**Stated exercise**
Edit the entries below so that each "Target object" becomes "Item to locate", and keep every other line unchanged.

*** Input records

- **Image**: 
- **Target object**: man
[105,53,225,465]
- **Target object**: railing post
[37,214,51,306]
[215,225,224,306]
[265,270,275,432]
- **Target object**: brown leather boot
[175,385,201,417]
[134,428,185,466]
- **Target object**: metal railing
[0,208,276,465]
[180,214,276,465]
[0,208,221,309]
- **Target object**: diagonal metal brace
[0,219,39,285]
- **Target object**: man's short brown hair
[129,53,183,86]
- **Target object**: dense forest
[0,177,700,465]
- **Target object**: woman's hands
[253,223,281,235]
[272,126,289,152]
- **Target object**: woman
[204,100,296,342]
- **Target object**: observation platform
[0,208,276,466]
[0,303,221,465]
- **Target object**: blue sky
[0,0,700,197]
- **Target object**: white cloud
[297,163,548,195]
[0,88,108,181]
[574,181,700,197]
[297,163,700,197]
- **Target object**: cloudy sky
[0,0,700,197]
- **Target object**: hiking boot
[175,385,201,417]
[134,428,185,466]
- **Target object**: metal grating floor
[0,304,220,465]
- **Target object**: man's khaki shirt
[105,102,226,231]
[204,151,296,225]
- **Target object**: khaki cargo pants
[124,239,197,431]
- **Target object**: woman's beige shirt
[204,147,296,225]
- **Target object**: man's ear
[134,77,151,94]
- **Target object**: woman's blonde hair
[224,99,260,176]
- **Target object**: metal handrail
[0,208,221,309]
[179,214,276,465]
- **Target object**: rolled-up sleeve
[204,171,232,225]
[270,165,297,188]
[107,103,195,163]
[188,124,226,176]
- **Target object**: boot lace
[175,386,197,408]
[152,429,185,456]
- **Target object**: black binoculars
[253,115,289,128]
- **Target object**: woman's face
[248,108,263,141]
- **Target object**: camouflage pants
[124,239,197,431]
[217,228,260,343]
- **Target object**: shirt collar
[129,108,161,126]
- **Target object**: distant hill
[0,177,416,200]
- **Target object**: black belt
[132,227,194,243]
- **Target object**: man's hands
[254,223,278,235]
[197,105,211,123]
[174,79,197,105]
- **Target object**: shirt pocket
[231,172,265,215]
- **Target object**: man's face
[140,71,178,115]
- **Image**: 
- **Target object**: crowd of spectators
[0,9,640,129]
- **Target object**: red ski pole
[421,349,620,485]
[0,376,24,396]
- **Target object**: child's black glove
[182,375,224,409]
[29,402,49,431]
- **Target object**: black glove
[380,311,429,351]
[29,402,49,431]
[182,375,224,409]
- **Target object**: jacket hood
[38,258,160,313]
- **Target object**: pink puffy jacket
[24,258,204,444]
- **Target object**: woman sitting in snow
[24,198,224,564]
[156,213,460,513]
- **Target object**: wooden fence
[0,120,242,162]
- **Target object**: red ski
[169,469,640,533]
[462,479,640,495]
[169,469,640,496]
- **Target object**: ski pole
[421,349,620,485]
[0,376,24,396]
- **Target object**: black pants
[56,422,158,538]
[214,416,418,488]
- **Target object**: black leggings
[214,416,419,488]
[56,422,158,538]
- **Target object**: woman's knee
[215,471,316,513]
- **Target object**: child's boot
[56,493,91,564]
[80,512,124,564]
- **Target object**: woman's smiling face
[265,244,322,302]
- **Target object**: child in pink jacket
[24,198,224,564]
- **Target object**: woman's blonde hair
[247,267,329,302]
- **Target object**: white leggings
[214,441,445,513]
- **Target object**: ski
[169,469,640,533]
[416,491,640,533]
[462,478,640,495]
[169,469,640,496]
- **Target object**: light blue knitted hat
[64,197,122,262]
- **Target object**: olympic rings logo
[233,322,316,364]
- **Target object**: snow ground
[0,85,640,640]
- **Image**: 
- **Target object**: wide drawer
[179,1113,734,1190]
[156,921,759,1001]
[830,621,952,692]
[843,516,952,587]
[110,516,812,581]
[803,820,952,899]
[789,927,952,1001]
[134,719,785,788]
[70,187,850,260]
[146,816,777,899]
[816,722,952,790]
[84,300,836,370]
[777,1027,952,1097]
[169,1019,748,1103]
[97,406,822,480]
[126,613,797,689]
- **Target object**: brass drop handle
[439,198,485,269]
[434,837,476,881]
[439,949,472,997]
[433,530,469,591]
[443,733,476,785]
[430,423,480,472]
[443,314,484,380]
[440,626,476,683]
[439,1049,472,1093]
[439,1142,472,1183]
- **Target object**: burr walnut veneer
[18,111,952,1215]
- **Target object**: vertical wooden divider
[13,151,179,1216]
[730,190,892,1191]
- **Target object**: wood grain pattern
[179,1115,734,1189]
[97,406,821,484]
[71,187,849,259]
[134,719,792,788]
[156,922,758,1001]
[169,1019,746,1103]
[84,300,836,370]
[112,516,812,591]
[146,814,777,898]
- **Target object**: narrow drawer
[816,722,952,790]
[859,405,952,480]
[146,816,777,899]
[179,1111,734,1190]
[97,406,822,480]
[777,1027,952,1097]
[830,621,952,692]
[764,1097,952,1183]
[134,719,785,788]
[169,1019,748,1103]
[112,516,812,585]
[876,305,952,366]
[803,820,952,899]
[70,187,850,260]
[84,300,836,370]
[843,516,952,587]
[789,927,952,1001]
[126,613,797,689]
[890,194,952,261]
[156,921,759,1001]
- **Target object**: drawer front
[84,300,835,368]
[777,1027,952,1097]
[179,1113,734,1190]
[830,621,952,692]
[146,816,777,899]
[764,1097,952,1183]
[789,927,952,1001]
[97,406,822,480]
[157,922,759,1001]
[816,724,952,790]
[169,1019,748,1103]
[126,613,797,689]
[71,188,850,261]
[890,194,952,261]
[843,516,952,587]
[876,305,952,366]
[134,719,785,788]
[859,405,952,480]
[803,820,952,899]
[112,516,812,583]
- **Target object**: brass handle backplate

******

**The reply**
- **Image**: 
- **Item to locate**: man
[105,53,225,465]
- **Item to locate**: railing post
[37,214,51,306]
[215,225,224,306]
[265,270,275,432]
- **Item to locate**: brown leather boot
[175,385,201,417]
[134,428,185,466]
- **Item to locate**: metal railing
[0,208,276,465]
[180,214,276,465]
[0,208,221,309]
- **Item to locate**: diagonal metal brace
[0,219,39,285]
- **Item to locate**: man's short brown hair
[129,53,183,86]
- **Item to locate**: dense forest
[0,177,700,465]
- **Item to locate**: woman's hands
[253,223,281,235]
[272,126,289,152]
- **Item to locate**: woman
[204,100,296,342]
- **Item to locate**: observation platform
[0,208,276,466]
[0,303,221,465]
- **Item to locate**: blue sky
[0,0,700,197]
- **Item to locate**: white cloud
[297,163,548,195]
[0,88,108,181]
[574,181,700,197]
[297,163,700,197]
- **Item to locate**: cloudy sky
[0,0,700,197]
- **Item to locate**: hiking boot
[175,385,201,417]
[134,428,185,466]
- **Item to locate**: metal grating floor
[0,304,220,465]
- **Item to locate**: man's khaki shirt
[105,102,226,231]
[204,151,296,225]
- **Item to locate**: khaki cargo pants
[124,239,197,431]
- **Item to locate**: woman's beige shirt
[204,147,296,225]
- **Item to locate**: man's ear
[134,77,151,94]
- **Item to locate**: woman's blonde hair
[224,99,260,176]
- **Item to locate**: metal handrail
[0,208,221,309]
[179,214,276,465]
- **Item to locate**: rolled-up sleeve
[204,171,232,225]
[270,165,297,188]
[107,103,195,163]
[188,124,226,176]
- **Item to locate**: boot lace
[175,386,197,408]
[152,429,185,456]
- **Item to locate**: black binoculars
[253,115,289,128]
- **Item to locate**: woman's face
[248,108,263,141]
- **Item to locate**: camouflage pants
[124,239,197,431]
[217,228,260,343]
- **Item to locate**: shirt collar
[129,108,161,126]
- **Item to locate**: distant hill
[0,177,416,200]
- **Item to locate**: black belt
[132,227,194,243]
- **Item to locate**: man's hands
[254,223,278,235]
[197,105,211,123]
[174,79,197,105]
- **Item to locate**: shirt pocket
[231,172,265,215]
- **Item to locate**: man's face
[140,71,178,115]
- **Image**: 
- **Item to locate**: crowd of spectators
[0,9,640,129]
- **Item to locate**: red ski pole
[421,349,620,485]
[0,376,24,396]
- **Item to locate**: child's black glove
[182,375,224,409]
[29,402,49,431]
- **Item to locate**: black glove
[380,311,429,351]
[29,402,49,431]
[182,375,224,409]
- **Item to locate**: jacket hood
[38,258,160,313]
- **Item to locate**: pink puffy jacket
[24,258,204,444]
- **Item to locate**: woman sitting in snow
[24,198,224,564]
[156,213,460,513]
- **Item to locate**: wooden fence
[0,120,242,162]
- **Item to locate**: red ski
[169,469,640,533]
[462,479,640,495]
[169,469,640,496]
- **Item to locate**: ski pole
[421,349,620,485]
[0,376,24,396]
- **Item to locate**: black pants
[56,422,158,538]
[214,416,418,488]
- **Item to locate**: black leggings
[214,416,419,488]
[56,422,158,538]
- **Item to locate**: woman's knee
[215,471,316,513]
- **Item to locate**: child's boot
[56,493,91,564]
[80,512,124,564]
- **Item to locate**: woman's smiling face
[265,244,322,302]
- **Item to locate**: child in pink jacket
[24,198,224,564]
- **Item to locate**: woman's blonde hair
[247,267,329,302]
- **Item to locate**: white leggings
[214,441,445,513]
- **Item to locate**: ski
[169,469,640,533]
[416,491,640,533]
[462,478,640,495]
[169,469,640,496]
- **Item to locate**: light blue knitted hat
[64,197,122,262]
- **Item to locate**: olympic rings logo
[233,322,316,364]
- **Item to locate**: snow ground
[0,85,640,640]
- **Image**: 
- **Item to locate**: wide drawer
[179,1113,734,1190]
[156,921,759,1001]
[830,621,952,692]
[843,516,952,587]
[110,516,812,581]
[803,820,952,899]
[789,927,952,1001]
[134,719,785,788]
[70,187,850,260]
[146,816,777,899]
[816,722,952,790]
[84,300,836,370]
[777,1027,952,1097]
[169,1019,748,1103]
[97,406,822,480]
[126,613,797,689]
- **Item to locate**: brass drop handle
[439,198,485,269]
[434,837,476,881]
[439,949,472,997]
[433,530,469,591]
[443,733,476,785]
[430,423,480,472]
[443,314,484,380]
[440,626,476,683]
[439,1049,472,1093]
[439,1142,472,1183]
- **Item to locate**: burr walnut veneer
[18,111,952,1215]
- **Item to locate**: vertical wooden divider
[13,151,179,1216]
[730,190,892,1191]
- **Item to locate**: wood grain pattern
[179,1115,734,1189]
[97,406,821,484]
[71,187,849,259]
[134,719,792,788]
[156,922,758,1001]
[169,1019,746,1103]
[84,300,836,370]
[112,516,812,591]
[146,814,777,898]
- **Item to locate**: narrow drawer
[816,722,952,790]
[859,405,952,480]
[146,816,777,899]
[179,1111,734,1190]
[97,406,822,480]
[777,1027,952,1097]
[830,621,952,692]
[764,1097,952,1183]
[134,719,785,788]
[169,1019,748,1103]
[112,516,812,585]
[876,305,952,366]
[803,820,952,899]
[70,187,850,260]
[84,300,836,370]
[843,516,952,587]
[789,927,952,1001]
[126,613,797,689]
[890,194,952,261]
[156,921,759,1001]
- **Item to locate**: drawer front
[84,300,835,368]
[777,1027,952,1097]
[179,1113,734,1190]
[830,621,952,692]
[146,816,777,899]
[764,1097,952,1183]
[789,927,952,1001]
[97,406,822,480]
[157,922,759,1001]
[816,724,952,790]
[169,1019,748,1103]
[126,613,797,689]
[71,188,850,261]
[890,194,952,261]
[843,516,952,587]
[876,305,952,366]
[134,719,785,788]
[859,405,952,480]
[803,820,952,899]
[112,516,812,583]
- **Item to locate**: brass handle backplate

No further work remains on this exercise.